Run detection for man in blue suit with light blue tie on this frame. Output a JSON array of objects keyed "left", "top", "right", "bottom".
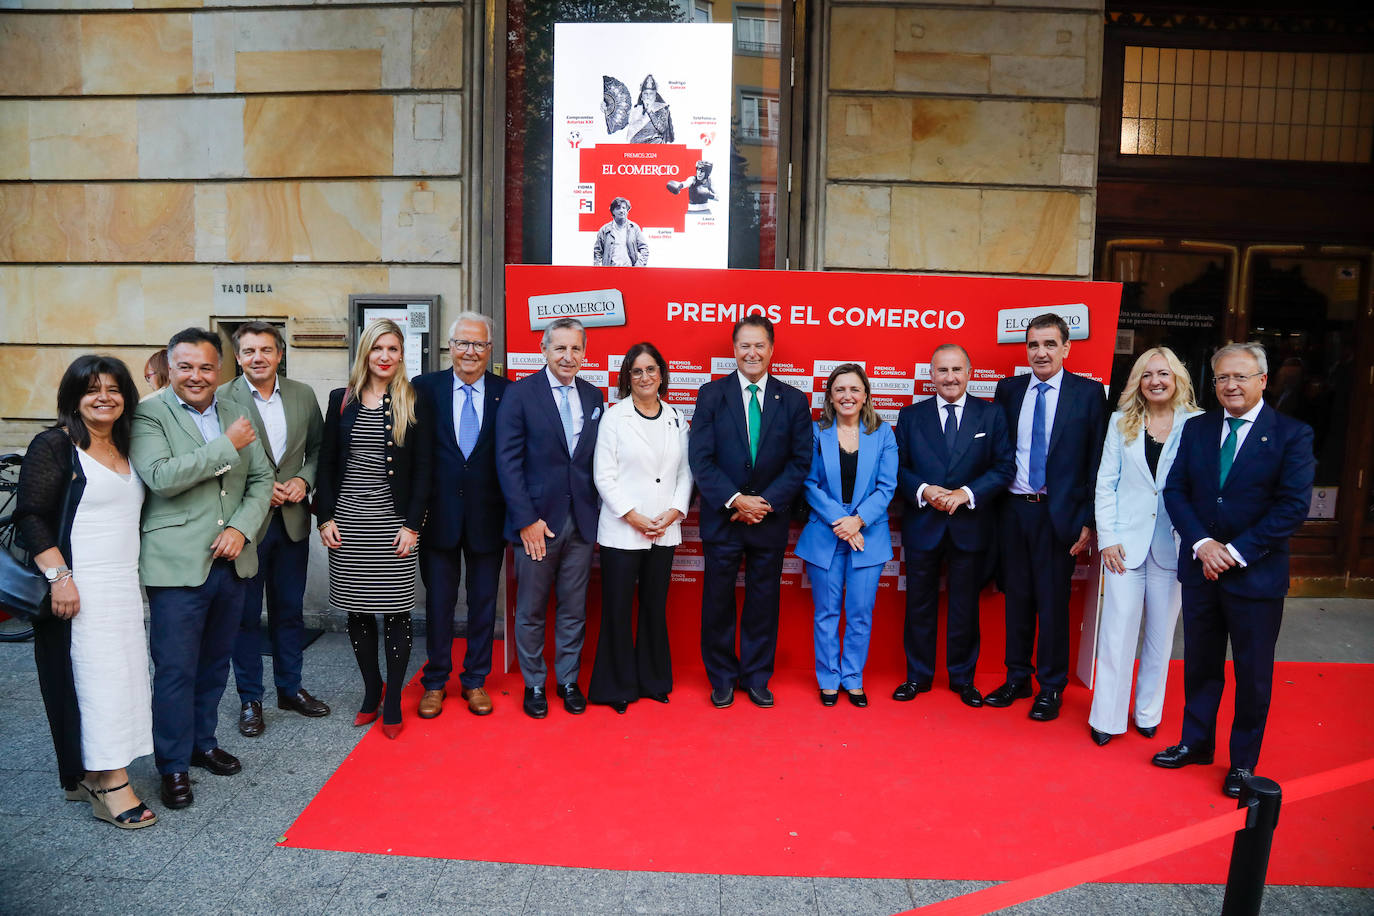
[
  {"left": 894, "top": 344, "right": 1014, "bottom": 708},
  {"left": 990, "top": 313, "right": 1107, "bottom": 722},
  {"left": 413, "top": 312, "right": 509, "bottom": 719},
  {"left": 496, "top": 317, "right": 603, "bottom": 719},
  {"left": 1154, "top": 342, "right": 1314, "bottom": 797},
  {"left": 689, "top": 315, "right": 812, "bottom": 709}
]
- - -
Give the entries again exactly. Pictures stay out.

Run detection for man in blue suit with light blue tie on this frame. Output a JSON array of objects keyed "left", "top", "right", "bottom".
[
  {"left": 894, "top": 344, "right": 1014, "bottom": 708},
  {"left": 990, "top": 313, "right": 1107, "bottom": 722},
  {"left": 413, "top": 312, "right": 509, "bottom": 719},
  {"left": 496, "top": 317, "right": 603, "bottom": 719},
  {"left": 1154, "top": 342, "right": 1314, "bottom": 797},
  {"left": 689, "top": 315, "right": 812, "bottom": 709}
]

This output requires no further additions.